(Some records)
____________
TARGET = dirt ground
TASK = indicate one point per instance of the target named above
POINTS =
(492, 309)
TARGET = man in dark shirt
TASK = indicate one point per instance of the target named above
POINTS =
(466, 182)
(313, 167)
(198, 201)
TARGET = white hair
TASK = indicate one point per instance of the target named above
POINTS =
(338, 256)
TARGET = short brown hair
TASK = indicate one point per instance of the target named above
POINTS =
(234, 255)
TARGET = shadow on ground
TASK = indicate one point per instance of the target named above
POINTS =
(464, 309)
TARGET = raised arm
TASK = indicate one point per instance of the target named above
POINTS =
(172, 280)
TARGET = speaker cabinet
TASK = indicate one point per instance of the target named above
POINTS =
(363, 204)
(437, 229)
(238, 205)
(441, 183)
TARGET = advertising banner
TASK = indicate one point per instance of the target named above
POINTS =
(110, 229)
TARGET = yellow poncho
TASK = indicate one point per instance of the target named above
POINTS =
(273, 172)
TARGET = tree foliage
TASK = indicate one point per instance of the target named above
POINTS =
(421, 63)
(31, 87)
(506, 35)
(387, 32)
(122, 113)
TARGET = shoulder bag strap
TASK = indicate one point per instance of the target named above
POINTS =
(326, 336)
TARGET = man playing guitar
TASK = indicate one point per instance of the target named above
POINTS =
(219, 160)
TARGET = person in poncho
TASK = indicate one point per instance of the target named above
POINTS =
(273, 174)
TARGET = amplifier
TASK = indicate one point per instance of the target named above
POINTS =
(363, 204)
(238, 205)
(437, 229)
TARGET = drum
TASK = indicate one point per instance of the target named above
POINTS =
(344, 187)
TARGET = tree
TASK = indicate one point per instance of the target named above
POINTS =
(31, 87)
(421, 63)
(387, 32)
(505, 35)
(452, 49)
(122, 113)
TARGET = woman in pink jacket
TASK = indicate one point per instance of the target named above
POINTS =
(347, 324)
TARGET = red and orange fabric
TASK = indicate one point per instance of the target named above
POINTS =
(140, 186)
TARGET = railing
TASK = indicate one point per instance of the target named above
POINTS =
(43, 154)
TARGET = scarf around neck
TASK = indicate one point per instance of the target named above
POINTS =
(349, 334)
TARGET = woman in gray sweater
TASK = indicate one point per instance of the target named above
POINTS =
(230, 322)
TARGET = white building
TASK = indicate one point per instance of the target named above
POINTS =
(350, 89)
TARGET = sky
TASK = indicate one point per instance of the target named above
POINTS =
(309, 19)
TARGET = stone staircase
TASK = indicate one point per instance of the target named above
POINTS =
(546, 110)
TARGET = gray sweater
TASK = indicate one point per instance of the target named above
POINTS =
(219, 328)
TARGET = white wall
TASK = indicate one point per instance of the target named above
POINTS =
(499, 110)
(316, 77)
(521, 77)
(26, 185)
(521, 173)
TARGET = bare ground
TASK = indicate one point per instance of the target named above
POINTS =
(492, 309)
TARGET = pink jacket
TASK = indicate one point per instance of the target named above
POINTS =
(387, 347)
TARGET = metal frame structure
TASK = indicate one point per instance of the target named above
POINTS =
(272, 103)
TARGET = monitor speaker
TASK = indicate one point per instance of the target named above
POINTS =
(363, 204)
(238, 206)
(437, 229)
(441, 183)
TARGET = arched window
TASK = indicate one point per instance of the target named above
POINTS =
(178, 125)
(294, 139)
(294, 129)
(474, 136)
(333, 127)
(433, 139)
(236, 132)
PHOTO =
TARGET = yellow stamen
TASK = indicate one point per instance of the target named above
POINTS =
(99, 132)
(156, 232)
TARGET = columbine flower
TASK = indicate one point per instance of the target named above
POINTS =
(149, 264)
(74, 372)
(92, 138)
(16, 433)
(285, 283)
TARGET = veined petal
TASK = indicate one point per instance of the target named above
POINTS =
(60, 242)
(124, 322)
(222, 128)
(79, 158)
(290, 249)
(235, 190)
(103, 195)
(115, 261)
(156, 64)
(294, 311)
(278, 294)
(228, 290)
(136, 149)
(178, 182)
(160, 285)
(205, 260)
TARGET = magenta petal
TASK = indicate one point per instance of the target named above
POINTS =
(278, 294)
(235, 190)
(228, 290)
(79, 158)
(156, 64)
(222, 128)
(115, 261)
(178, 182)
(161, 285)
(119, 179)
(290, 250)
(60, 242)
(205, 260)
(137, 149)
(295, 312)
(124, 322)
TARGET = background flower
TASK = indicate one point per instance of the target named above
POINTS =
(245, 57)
____________
**PROBLEM DESCRIPTION**
Retype the whole listing, matching it exactly.

**SOLVED EXERCISE**
TARGET = dirt ground
TASK = indicate one point per instance of the target named above
POINTS =
(492, 309)
TARGET = man in dark shirt
TASK = indicate one point per instance of the target named above
POINTS =
(466, 182)
(313, 167)
(198, 201)
TARGET = white hair
TASK = indicate one point per instance of the target named above
POINTS =
(338, 256)
TARGET = short brown hair
TASK = indicate one point per instance of the target named above
POINTS =
(234, 255)
TARGET = shadow on ground
TASK = indicate one point per instance of the target named above
POINTS =
(464, 309)
TARGET = raised arm
TASK = indicate one point per instance of the target named above
POINTS =
(172, 280)
TARGET = speaker cabinet
TASK = indicate one point per instance of the target named above
POINTS =
(363, 204)
(437, 229)
(238, 205)
(441, 183)
TARGET = advertising banner
TASK = indicate one point per instance of the target named above
POINTS =
(110, 229)
TARGET = yellow poncho
TASK = indicate one point per instance of the target named above
POINTS =
(273, 172)
TARGET = tree foliage
TASK = indicate one point per instance of the target named above
POINTS =
(421, 63)
(31, 87)
(506, 35)
(387, 32)
(122, 113)
TARGET = shoulder bag strap
TASK = indicate one point per instance of the target named above
POINTS =
(326, 336)
TARGET = man playing guitar
TASK = indicate one point per instance of the target named above
POINTS =
(219, 160)
TARGET = person in poncho
TASK = indicate one point per instance of the target named above
POINTS =
(273, 174)
TARGET = amplifier
TASK = indicate one point per instance of the target named above
POINTS =
(363, 204)
(238, 205)
(437, 229)
TARGET = drum
TASK = indicate one point per instance of the target named above
POINTS =
(344, 187)
TARGET = tree
TASK = indicate one point per instance of the target named above
POINTS =
(31, 87)
(421, 63)
(387, 32)
(505, 35)
(452, 49)
(122, 113)
TARGET = woman in pink jacket
TASK = indicate one point per instance of the target named above
POINTS =
(347, 324)
TARGET = red and orange fabric
TASK = indicate one point per instance of the target named above
POINTS =
(140, 186)
TARGET = railing
TASK = indicate one point per instance of the target named above
POINTS =
(43, 154)
TARGET = scarf around neck
TASK = indicate one point per instance of the target named above
POINTS =
(349, 334)
TARGET = woman in gray sweater
TASK = indicate one point per instance of the target named above
POINTS =
(230, 322)
TARGET = white building
TASK = indicate one point per instance of the target named above
POINTS =
(350, 89)
TARGET = sky
TASK = indicate one point per instance of the target named above
POINTS =
(309, 19)
TARGET = stone staircase
TASK = indicate one point per instance of the target named above
POINTS =
(546, 110)
TARGET = gray sweater
TASK = indicate one point per instance of the target named above
POINTS =
(219, 328)
TARGET = white wall
TASK = indicate one point per instance of the target named above
POINTS =
(499, 110)
(316, 77)
(521, 77)
(26, 185)
(521, 173)
TARGET = bare ground
TASK = indicate one point per instance of the target named above
POINTS =
(492, 309)
TARGET = pink jacket
TASK = indicate one point per instance of the target named above
POINTS =
(387, 347)
TARGET = metal frame structure
TASK = indicate one point per instance of the target named above
POINTS =
(272, 103)
TARGET = monitor speaker
TASK = indicate one point per instance of the target named above
POINTS =
(363, 204)
(238, 206)
(437, 229)
(441, 183)
TARGET = arched window
TASK = indicate one point per instance of the target named above
POINTS =
(178, 125)
(294, 139)
(294, 129)
(474, 136)
(333, 127)
(433, 139)
(236, 132)
PHOTO =
TARGET = yellow stamen
TASK = indicate one point per instance of the target named above
POINTS =
(99, 132)
(156, 232)
TARGET = columbine flower
TASK = indicate one point per instance of the target named above
POINTS =
(149, 264)
(74, 372)
(92, 138)
(16, 433)
(285, 283)
TARGET = veined petal
TASK = indicate one point per instance of the target named above
POINTS =
(60, 242)
(124, 322)
(222, 128)
(79, 158)
(290, 249)
(235, 190)
(103, 195)
(115, 261)
(156, 64)
(294, 311)
(278, 294)
(228, 290)
(136, 149)
(178, 182)
(160, 285)
(205, 260)
TARGET = magenta petal
TASK = indicate one point per instance of the target named above
POINTS =
(278, 294)
(235, 190)
(228, 290)
(79, 158)
(156, 64)
(222, 128)
(115, 261)
(178, 182)
(161, 285)
(119, 179)
(290, 250)
(60, 242)
(205, 260)
(137, 149)
(295, 312)
(124, 322)
TARGET = background flower
TASK = indicate one point per instance of the target named above
POINTS =
(245, 57)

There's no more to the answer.